Re[2]: [nesting] JSON Facet API vs. BlockJoin Faceting: need help on queries (Facet API facets by wrong doc level VS. BlockJoin Faceting does not return top 10 most frequent)

Alisa Z . Tue, 29 Mar 2016 08:28:39 -0700

 So the first issue eventually solved by adding facet: {top_terms_by_doc: 
"unique(_root_)"} AND sorting the outer facet buckets by this faceting:


curl http://localhost:8985/solr/enron_path_w_ts/query -d 
'q={!parent%20which="type_s:doc"}type_s:doc.userData%20%2BSubject_t:california&rows=0&
json.facet={
  filter_by_child_type :{
    type:query,
    q:"type_s:doc.enriched.text.keywords",
    domain: { blockChildren : "type_s:doc" },
    facet:{
      top_keywords_text : {
        type: terms,
        field: text_t,
        limit: 10,
        sort: "top_terms_by_doc desc",
         facet: {
           top_terms_by_doc: "unique(_root_)"
         }
      }
    }
  }
}'


The  BlockJoin Faceting  part is still open:  I've tried all conventional 
faceting parameters:  facet.limit, child.facet.limit, f.text_t.facet.limit ...

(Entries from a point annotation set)
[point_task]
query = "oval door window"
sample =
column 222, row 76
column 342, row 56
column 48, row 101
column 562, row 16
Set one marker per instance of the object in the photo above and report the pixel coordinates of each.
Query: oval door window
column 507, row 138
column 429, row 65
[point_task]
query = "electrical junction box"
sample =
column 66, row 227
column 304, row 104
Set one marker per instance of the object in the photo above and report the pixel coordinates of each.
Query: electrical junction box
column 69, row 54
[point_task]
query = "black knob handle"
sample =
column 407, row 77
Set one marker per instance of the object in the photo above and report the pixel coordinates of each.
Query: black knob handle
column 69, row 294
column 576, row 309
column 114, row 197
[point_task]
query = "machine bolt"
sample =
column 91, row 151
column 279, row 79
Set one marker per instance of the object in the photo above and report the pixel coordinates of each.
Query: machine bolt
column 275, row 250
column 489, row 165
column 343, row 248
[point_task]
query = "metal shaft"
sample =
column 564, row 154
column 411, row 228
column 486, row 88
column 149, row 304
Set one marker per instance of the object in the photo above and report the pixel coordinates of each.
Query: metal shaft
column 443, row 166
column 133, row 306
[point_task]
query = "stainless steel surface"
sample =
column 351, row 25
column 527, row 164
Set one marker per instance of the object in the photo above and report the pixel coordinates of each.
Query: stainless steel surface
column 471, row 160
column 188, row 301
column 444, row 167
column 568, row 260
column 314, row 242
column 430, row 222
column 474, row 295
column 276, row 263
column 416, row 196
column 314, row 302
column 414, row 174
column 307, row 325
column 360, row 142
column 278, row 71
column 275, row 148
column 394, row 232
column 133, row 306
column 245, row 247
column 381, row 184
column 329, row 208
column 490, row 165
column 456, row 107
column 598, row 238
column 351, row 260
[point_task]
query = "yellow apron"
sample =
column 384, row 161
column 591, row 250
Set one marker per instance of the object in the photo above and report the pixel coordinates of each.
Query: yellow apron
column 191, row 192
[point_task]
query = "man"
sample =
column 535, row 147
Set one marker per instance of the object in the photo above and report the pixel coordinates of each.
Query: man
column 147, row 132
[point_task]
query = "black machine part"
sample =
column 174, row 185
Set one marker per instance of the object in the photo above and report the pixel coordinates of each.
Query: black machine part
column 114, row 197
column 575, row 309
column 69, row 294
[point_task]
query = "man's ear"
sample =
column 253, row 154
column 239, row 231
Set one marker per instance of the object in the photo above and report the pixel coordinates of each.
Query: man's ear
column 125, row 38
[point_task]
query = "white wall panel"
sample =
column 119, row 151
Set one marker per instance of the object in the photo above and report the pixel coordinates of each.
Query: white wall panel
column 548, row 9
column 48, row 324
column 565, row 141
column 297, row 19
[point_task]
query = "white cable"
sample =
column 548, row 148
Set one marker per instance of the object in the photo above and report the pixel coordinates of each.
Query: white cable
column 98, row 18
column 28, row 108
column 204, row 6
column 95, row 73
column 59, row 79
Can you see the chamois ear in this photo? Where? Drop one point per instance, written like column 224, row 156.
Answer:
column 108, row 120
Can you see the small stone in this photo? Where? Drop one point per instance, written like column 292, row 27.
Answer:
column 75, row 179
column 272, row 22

**Task list:**
a: Summarize the post in two sentences.
b: Output the entries as a Markdown table with the columns n and Line, one numbered row per line, starting with the first line of the entries and ending after the line that has "column 69, row 54". Leave out blank lines.

**The results:**
a: The first issue was eventually solved by adding the facet top_terms_by_doc: "unique(_root_)" and sorting the outer facet buckets by it. The BlockJoin Faceting part is still open, even though conventional faceting parameters such as facet.limit, child.facet.limit and f.text_t.facet.limit have been tried.

b:
| n | Line |
|---|---|
| 1 | [point_task] |
| 2 | query = "oval door window" |
| 3 | sample = |
| 4 | column 222, row 76 |
| 5 | column 342, row 56 |
| 6 | column 48, row 101 |
| 7 | column 562, row 16 |
| 8 | Set one marker per instance of the object in the photo above and report the pixel coordinates of each. |
| 9 | Query: oval door window |
| 10 | column 507, row 138 |
| 11 | column 429, row 65 |
| 12 | [point_task] |
| 13 | query = "electrical junction box" |
| 14 | sample = |
| 15 | column 66, row 227 |
| 16 | column 304, row 104 |
| 17 | Set one marker per instance of the object in the photo above and report the pixel coordinates of each. |
| 18 | Query: electrical junction box |
| 19 | column 69, row 54 |